Given instruction — Please print, unchanged, the lines of the rows from the one containing "Scan the image above for metal fork." up to and including the one containing "698;596;793;787".
═════ Records to process ═════
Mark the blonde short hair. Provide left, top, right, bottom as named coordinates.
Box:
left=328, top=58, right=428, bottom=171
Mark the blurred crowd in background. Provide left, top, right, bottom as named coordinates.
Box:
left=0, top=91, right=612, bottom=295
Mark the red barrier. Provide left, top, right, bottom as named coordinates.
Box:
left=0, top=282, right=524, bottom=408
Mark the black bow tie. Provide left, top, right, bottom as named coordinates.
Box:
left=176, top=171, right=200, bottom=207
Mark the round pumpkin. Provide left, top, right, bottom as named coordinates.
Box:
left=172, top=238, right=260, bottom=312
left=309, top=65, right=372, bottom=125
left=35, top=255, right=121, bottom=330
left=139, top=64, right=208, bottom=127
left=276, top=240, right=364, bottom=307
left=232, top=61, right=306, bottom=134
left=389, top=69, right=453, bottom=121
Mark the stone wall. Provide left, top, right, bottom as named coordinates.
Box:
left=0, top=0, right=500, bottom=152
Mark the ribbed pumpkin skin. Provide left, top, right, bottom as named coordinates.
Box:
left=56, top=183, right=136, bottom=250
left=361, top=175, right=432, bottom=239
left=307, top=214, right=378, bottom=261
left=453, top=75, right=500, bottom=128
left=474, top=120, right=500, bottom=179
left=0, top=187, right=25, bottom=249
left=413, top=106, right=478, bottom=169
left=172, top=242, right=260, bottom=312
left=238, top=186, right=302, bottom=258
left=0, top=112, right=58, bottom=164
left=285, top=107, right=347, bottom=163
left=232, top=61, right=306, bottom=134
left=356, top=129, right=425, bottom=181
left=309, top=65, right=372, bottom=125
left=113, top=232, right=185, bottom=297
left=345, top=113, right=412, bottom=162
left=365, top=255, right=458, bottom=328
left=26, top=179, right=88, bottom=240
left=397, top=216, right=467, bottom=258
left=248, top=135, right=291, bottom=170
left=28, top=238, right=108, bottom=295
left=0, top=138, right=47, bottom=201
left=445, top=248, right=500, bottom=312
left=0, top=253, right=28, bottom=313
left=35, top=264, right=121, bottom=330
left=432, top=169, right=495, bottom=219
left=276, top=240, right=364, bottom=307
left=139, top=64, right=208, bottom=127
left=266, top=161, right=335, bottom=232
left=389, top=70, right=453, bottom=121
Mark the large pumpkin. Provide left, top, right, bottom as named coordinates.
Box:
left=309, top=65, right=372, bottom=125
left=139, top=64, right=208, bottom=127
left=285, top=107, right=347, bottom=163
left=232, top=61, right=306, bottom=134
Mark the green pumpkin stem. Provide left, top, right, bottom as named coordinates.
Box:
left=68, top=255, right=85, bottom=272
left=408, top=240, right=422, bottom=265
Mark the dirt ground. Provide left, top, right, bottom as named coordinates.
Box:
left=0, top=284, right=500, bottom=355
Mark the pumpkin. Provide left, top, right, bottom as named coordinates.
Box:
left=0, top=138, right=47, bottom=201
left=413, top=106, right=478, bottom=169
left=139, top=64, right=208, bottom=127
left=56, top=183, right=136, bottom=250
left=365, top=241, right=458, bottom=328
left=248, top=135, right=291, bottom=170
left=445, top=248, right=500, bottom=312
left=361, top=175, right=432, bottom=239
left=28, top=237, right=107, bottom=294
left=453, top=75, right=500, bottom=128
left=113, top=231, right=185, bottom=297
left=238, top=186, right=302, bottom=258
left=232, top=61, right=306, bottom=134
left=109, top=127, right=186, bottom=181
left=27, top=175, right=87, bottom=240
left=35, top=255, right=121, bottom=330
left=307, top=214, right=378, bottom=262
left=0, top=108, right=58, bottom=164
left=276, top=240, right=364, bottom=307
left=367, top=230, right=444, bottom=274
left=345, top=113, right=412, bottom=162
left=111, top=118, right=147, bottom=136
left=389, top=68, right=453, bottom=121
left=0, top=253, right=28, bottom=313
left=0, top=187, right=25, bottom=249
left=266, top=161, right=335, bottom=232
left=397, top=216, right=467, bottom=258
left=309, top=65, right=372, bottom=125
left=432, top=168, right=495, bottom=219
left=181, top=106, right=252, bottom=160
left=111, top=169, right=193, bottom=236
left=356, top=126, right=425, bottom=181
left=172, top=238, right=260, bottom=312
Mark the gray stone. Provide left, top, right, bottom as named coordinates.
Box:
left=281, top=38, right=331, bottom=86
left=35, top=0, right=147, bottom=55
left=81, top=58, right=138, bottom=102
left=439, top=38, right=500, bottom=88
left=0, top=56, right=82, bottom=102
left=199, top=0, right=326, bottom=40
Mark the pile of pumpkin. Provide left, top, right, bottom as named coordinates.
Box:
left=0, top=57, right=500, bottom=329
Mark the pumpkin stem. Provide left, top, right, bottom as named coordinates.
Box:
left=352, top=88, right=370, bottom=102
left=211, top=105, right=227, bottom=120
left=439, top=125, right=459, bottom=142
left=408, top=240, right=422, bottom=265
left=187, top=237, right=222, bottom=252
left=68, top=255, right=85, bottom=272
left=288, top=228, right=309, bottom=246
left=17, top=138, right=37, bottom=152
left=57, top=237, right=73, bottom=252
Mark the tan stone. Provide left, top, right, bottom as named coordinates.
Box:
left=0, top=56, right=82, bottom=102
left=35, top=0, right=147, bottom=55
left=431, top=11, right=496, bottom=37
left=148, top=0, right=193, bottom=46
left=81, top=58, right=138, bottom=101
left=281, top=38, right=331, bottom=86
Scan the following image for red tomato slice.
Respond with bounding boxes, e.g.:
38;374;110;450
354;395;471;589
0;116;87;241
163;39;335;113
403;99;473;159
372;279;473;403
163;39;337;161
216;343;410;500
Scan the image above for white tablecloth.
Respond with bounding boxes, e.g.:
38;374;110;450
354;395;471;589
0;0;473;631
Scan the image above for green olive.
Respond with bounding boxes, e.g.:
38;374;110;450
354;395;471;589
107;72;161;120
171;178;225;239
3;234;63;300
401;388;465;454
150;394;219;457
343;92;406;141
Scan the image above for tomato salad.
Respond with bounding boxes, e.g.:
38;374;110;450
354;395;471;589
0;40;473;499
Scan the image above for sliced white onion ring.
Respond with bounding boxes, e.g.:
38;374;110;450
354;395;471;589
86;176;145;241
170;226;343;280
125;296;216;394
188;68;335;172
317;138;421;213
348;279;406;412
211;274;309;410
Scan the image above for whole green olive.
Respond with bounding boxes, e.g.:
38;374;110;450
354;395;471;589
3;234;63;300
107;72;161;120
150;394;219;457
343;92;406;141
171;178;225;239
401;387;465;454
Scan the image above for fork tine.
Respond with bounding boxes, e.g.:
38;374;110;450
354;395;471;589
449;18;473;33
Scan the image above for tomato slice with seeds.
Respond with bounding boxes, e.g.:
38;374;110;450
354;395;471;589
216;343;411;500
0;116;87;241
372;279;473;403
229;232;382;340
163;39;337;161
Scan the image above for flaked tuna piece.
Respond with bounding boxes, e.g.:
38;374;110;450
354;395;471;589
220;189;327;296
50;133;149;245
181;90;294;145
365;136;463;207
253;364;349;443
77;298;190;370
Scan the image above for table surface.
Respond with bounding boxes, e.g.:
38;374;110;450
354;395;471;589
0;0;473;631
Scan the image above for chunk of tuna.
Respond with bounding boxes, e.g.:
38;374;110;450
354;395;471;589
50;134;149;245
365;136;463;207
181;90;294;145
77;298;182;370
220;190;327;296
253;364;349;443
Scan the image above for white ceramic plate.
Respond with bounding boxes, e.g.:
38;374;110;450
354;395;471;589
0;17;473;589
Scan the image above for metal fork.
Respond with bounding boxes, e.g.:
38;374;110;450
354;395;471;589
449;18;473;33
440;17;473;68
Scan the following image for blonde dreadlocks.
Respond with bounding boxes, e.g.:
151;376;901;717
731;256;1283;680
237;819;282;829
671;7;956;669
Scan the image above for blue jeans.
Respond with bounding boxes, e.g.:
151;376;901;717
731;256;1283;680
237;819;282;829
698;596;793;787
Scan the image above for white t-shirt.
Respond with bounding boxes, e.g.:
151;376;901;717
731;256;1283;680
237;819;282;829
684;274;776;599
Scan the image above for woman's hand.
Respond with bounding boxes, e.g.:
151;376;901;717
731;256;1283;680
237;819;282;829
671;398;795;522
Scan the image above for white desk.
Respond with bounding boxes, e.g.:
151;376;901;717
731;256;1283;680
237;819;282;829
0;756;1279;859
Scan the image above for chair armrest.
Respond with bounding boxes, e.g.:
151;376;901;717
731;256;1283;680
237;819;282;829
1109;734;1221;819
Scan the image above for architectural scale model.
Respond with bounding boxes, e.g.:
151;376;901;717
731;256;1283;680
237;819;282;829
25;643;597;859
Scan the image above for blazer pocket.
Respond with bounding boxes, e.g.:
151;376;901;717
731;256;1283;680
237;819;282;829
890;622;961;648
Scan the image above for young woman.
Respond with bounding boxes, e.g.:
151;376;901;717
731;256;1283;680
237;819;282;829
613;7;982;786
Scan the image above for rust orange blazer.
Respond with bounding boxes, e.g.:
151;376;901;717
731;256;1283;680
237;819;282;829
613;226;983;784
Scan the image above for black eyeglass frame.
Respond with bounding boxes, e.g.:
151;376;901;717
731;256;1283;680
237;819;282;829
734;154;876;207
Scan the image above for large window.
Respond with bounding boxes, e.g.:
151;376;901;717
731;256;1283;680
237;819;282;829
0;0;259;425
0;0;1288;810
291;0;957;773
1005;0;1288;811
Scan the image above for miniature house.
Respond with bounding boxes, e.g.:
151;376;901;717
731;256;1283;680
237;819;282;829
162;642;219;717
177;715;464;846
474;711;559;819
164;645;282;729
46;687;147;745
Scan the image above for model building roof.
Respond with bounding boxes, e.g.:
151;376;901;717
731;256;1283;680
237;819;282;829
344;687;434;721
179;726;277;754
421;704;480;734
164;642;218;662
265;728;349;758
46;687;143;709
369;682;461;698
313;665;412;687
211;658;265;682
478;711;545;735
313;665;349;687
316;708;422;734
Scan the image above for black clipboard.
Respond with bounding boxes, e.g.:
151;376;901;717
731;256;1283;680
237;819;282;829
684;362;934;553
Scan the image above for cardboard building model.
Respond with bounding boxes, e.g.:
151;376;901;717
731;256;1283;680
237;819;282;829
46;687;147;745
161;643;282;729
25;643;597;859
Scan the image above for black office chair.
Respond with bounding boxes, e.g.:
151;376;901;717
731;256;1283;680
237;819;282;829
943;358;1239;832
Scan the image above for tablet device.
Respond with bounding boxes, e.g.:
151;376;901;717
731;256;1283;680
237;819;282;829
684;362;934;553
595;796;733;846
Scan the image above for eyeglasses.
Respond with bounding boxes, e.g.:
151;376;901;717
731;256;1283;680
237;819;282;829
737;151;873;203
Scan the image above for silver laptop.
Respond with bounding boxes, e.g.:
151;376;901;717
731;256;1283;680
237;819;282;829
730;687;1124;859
═════
Written answer —
Scan the image above for metal fork.
Respond with bounding boxes, e.g.:
38;374;110;450
354;395;471;589
449;18;473;33
440;17;473;68
Scan the following image for blonde dreadlocks.
Respond with bounding boxes, e.g.:
151;376;901;717
731;256;1283;680
237;819;282;829
671;7;956;669
Scan the image above for blue jeans.
Respond with bounding boxes, e.g.:
151;376;901;717
731;256;1283;680
237;819;282;829
698;596;793;787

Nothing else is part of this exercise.